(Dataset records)
::::

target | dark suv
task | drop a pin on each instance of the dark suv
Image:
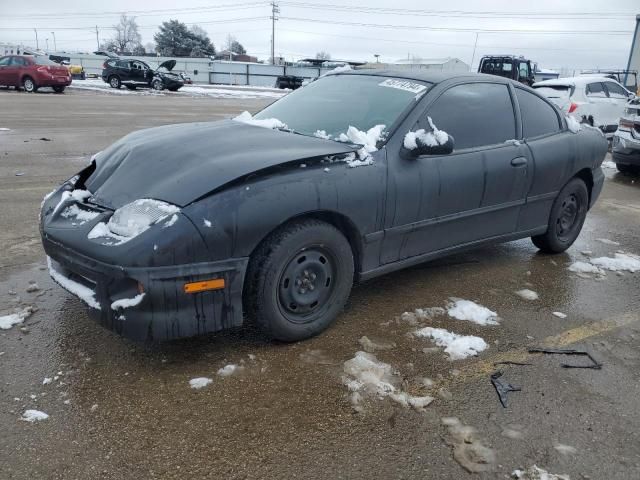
(135, 73)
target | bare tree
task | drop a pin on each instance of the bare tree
(127, 37)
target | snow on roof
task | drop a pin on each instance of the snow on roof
(572, 81)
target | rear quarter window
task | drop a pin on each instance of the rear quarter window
(538, 117)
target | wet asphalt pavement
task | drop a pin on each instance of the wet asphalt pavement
(120, 410)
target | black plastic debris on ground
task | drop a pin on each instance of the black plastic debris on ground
(561, 351)
(502, 387)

::::

* Exercise aim
Convert the rows into a JSON list of strings, one string per line, beginning at the line that contains "target | wet asphalt pavement" and running through the end of the rows, leaving out any blank lines.

* Answer for the task
[
  "target | wet asphalt pavement",
  "task | drop a pin on each instance of the wet asphalt pavement",
  "(120, 410)",
  "target | black plastic debris on ground",
  "task | drop a pin on each instance of the black plastic debris on ground",
  "(561, 351)",
  "(502, 387)"
]